细胞生长曲线是测定细胞绝对生长数的常用方法,也是判定细胞活力的重要指标,是培养细胞生物学特性的基本参数之一。一般细胞传代之后,经过短暂的悬浮然后贴壁,随后度过长短不同的潜伏期,即进入大量分裂的指数生长期。在细胞达到饱和密度后,停止生长,进入平顶期,然后退化衰亡。为了准确描述整个过程中细胞数目的动态变化,典型的生长曲线可分为生长缓慢的潜伏期,斜率较大的指教生长期,呈平台状的平顶期及退化衰亡4个部分。以存活细胞数(万/mL)对培养时间(h或d)作图,即得生长曲线。
(一)细胞生长曲线测定(计数法)
1.取生长良好接近汇合的细胞,用胰酶消化,用新培养基制成细胞悬液后计数(见四、细胞传代培养的实验步骤)。如是非粘壁细胞,则离心弃旧培养基后,换上一定量的新鲜培养基然后制成细胞悬液计数。

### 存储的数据
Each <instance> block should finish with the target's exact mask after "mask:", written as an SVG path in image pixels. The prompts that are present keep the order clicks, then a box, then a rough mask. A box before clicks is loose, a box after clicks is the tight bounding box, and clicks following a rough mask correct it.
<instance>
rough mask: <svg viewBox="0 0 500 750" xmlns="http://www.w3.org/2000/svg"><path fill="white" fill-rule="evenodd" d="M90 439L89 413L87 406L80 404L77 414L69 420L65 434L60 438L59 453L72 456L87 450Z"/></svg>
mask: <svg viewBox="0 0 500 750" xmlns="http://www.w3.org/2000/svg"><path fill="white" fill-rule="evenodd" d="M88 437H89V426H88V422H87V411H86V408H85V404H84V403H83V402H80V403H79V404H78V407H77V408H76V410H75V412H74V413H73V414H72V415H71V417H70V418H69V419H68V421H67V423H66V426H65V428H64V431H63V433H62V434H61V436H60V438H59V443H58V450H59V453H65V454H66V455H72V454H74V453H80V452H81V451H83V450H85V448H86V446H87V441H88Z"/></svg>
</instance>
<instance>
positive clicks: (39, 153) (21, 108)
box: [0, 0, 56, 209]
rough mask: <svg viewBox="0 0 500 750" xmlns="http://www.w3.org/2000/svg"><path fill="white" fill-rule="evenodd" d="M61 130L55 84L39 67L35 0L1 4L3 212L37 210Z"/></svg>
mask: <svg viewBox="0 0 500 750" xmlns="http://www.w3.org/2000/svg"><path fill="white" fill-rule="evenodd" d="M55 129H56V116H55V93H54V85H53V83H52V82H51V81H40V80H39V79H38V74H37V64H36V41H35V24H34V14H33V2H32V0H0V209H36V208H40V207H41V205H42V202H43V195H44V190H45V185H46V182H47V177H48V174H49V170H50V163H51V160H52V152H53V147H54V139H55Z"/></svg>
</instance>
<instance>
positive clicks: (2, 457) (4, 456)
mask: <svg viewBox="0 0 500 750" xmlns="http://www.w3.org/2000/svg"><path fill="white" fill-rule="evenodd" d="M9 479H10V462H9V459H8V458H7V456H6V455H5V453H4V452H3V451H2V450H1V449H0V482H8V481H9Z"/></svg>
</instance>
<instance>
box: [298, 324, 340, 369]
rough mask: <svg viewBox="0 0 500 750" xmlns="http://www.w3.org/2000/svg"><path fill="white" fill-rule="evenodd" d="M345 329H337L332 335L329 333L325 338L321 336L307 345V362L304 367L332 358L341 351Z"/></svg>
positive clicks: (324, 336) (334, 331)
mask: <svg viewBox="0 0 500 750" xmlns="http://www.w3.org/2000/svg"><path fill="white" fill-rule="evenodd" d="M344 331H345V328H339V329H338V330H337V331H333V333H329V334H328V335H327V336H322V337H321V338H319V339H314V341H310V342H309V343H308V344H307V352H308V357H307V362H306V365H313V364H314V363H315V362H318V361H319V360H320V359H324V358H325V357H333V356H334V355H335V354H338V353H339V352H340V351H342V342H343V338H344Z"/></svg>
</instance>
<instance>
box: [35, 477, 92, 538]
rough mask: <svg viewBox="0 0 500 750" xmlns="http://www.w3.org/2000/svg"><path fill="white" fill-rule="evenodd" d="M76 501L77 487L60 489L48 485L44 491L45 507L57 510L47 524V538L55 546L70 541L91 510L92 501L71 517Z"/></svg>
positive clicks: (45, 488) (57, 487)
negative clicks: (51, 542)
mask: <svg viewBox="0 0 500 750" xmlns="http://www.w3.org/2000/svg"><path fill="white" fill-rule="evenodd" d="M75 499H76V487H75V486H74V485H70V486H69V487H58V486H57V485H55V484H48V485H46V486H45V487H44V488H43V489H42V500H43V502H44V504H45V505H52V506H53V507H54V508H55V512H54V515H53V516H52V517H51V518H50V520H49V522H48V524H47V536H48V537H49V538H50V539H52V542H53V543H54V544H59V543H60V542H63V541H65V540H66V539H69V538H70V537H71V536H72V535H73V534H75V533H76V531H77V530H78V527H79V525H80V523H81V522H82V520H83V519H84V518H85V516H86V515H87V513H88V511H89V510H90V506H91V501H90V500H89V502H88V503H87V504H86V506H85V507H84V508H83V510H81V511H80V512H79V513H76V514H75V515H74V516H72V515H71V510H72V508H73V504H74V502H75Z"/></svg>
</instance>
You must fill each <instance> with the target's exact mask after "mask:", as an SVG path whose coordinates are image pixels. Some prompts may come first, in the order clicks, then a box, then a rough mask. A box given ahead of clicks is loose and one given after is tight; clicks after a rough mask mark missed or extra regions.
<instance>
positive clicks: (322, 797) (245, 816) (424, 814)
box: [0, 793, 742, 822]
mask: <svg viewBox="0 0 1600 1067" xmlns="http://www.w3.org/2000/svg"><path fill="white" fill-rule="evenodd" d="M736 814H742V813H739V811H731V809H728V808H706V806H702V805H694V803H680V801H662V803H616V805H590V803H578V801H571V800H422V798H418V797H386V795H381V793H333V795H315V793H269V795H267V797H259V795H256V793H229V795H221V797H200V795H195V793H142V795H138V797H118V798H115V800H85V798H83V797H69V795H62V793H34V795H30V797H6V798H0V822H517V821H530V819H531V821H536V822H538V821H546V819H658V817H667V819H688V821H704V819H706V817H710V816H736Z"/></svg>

### 你要做的
[A] 把讲细胞生长曲线的原文从"细胞生长曲线是测定细胞绝对生"开始，一直到"(一)细胞生长曲线测定(计数法)"为止（两头都算在内），原样抄写出来。
[B] 根据讲细胞生长曲线的原文，回答下面几个问题：
(i) 细胞达到饱和密度以后会怎么样？
(ii) 生长曲线是拿哪两样东西来作图的？
(iii) 如果是非粘壁细胞，制成细胞悬液计数之前要先怎么处理？
[C] 讲细胞生长曲线的原文写到最后一句就停了，请从这里接着往下写。

### 参考答案
[A]
细胞生长曲线是测定细胞绝对生长数的常用方法,也是判定细胞活力的重要指标,是培养细胞生物学特性的基本参数之一。一般细胞传代之后,经过短暂的悬浮然后贴壁,随后度过长短不同的潜伏期,即进入大量分裂的指数生长期。在细胞达到饱和密度后,停止生长,进入平顶期,然后退化衰亡。为了准确描述整个过程中细胞数目的动态变化,典型的生长曲线可分为生长缓慢的潜伏期,斜率较大的指教生长期,呈平台状的平顶期及退化衰亡4个部分。以存活细胞数(万/mL)对培养时间(h或d)作图,即得生长曲线。
(一)细胞生长曲线测定(计数法)

[B]
(i) 停止生长，进入平顶期，然后退化衰亡。
(ii) 以存活细胞数（万/mL）对培养时间（h或d）作图。
(iii) 先离心弃掉旧培养基，再换上一定量的新鲜培养基。

[C]
2.根据细胞计数结果按每个小方瓶5×104/mL作传代培养接种细胞,共接种21瓶细胞。
3.24 h后开始计数细胞,以后每隔24 h计数一次,每次取3瓶细胞,分别进行计数。计算平均值。连续计数7 d。
4.根据细胞计数结果,以单位细胞数(细胞数/mL)为纵坐标,以时间为横坐标绘制生长曲线。(细胞计数方法请参照实验三)
(二)细胞生长曲线测定(MTT法) 1.制备1 mL细胞悬液。空白对照以1 mL培养基代替细胞悬液。加入0.1 mL MTT于37℃孵育4 h。使MTT还原为蓝紫色甲月赞结晶。
2.加1 mL DTW脱色液,37℃至少静置30 min(甚至过液),使甲质颗粒充分溶解。
3.吸取200 μL该溶解液至96孔板孔中,在酶标仪上读取OD值,检测波长570 nm,参考波长630 nm。
4.每隔24 h测量一个点,每个点为3个平行样品的平均值。